-- SUPPLIED ENTRIES start --
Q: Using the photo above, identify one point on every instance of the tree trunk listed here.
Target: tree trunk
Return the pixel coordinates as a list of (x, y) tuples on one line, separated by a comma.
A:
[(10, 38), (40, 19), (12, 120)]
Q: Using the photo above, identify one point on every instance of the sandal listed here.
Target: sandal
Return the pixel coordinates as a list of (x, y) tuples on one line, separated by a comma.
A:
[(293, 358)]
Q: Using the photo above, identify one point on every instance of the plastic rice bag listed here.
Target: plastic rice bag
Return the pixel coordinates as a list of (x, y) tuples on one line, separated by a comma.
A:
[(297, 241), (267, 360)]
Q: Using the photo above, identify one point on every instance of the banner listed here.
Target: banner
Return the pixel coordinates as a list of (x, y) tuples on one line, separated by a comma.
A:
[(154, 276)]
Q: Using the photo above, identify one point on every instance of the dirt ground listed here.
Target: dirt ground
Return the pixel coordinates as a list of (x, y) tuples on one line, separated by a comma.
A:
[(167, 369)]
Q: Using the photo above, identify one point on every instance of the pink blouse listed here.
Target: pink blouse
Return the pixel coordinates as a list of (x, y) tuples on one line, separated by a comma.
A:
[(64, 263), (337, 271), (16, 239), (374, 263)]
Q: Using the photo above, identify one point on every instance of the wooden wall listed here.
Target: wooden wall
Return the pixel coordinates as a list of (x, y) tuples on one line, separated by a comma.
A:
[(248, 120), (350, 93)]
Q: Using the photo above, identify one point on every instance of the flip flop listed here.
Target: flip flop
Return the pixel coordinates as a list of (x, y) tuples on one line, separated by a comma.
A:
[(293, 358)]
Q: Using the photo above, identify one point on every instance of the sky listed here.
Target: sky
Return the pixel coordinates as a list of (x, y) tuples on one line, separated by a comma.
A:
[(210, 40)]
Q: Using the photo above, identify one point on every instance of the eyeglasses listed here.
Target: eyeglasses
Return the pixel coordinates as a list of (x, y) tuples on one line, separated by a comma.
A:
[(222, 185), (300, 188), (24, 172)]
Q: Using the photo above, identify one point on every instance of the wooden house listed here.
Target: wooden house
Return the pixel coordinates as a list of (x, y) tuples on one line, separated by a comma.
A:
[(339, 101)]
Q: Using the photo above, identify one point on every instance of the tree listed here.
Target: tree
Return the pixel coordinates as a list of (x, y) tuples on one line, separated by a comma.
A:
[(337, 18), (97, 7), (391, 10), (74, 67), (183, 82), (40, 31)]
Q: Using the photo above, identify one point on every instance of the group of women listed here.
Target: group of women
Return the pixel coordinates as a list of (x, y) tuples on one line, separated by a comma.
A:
-- SUPPLIED ENTRIES end --
◆ **EXERCISE PROMPT**
Convert the source records above into a Markdown table with the columns Row and Line. Give each non-blank line its own numbered row and leave out blank lines.

◆ **OUTPUT OF THE EXERCISE**
| Row | Line |
|---|---|
| 1 | Q: Using the photo above, identify one point on every instance of the tree trunk listed here. |
| 2 | Target: tree trunk |
| 3 | Return the pixel coordinates as a list of (x, y) tuples on one line, separated by a comma. |
| 4 | A: |
| 5 | [(10, 38), (40, 19), (12, 120)] |
| 6 | Q: Using the photo above, identify one point on every instance of the sandal listed here. |
| 7 | Target: sandal |
| 8 | Return the pixel coordinates as a list of (x, y) tuples on one line, separated by a comma. |
| 9 | A: |
| 10 | [(293, 358)] |
| 11 | Q: Using the photo above, identify one point on every instance of the plastic rice bag listed here. |
| 12 | Target: plastic rice bag |
| 13 | Return the pixel coordinates as a list of (x, y) tuples on one line, separated by a comma. |
| 14 | A: |
| 15 | [(297, 241), (267, 360)] |
| 16 | Q: Using the photo above, identify one point on every instance of the banner listed here. |
| 17 | Target: banner |
| 18 | Return the pixel coordinates as a list of (x, y) tuples on one line, separated by a comma. |
| 19 | A: |
| 20 | [(154, 276)] |
| 21 | Q: Using the photo above, identify one point on every instance of the dirt ground listed here. |
| 22 | Target: dirt ground |
| 23 | Return the pixel coordinates as a list of (x, y) tuples on one line, separated by a comma. |
| 24 | A: |
| 25 | [(167, 369)] |
| 26 | Q: Using the photo above, identify one point on every instance of the pink blouse listed here. |
| 27 | Target: pink blouse |
| 28 | Return the pixel coordinates as a list of (x, y) tuples on one line, separated by a comma. |
| 29 | A: |
| 30 | [(64, 263), (337, 271), (16, 239), (374, 263)] |
| 31 | Q: Using the photo above, identify one point on every instance of the wooden wall listed here. |
| 32 | Target: wooden wall |
| 33 | Return the pixel coordinates as a list of (x, y) tuples on one line, separated by a comma. |
| 34 | A: |
| 35 | [(248, 120), (350, 93)] |
| 36 | Q: Using the photo above, identify one point on every instance of the flip flop listed here. |
| 37 | Target: flip flop |
| 38 | Return the pixel coordinates as a list of (x, y) tuples on one line, separated by a comma. |
| 39 | A: |
| 40 | [(293, 358)] |
| 41 | Q: Using the photo above, identify one point on every instance of the sky listed here. |
| 42 | Target: sky |
| 43 | Return the pixel coordinates as a list of (x, y) tuples on one line, separated by a comma. |
| 44 | A: |
| 45 | [(210, 40)] |
| 46 | Q: Using the photo above, identify one point on every instance of the eyeglasses listed here. |
| 47 | Target: eyeglasses |
| 48 | Return the pixel coordinates as a list of (x, y) tuples on one line, separated by a comma. |
| 49 | A: |
| 50 | [(222, 185), (300, 188), (24, 172)] |
| 51 | Q: Using the photo above, identify one point on every instance of the wooden house listed here. |
| 52 | Target: wooden house |
| 53 | Return the pixel coordinates as a list of (x, y) tuples on one line, separated by a comma. |
| 54 | A: |
| 55 | [(339, 101)] |
| 56 | Q: Using the photo above, identify one point on every instance of the tree listed here. |
| 57 | Target: tree |
| 58 | Return the pixel coordinates as a list of (x, y) tuples on one line, separated by a comma. |
| 59 | A: |
| 60 | [(337, 18), (97, 7), (391, 10), (74, 67), (183, 82), (40, 31)] |
| 61 | Q: Using the photo above, identify one point on every instance of the group of women listed here. |
| 62 | Target: group of women |
| 63 | Return the pixel coordinates as a list of (x, y) tuples on one line, separated by a comma. |
| 64 | A: |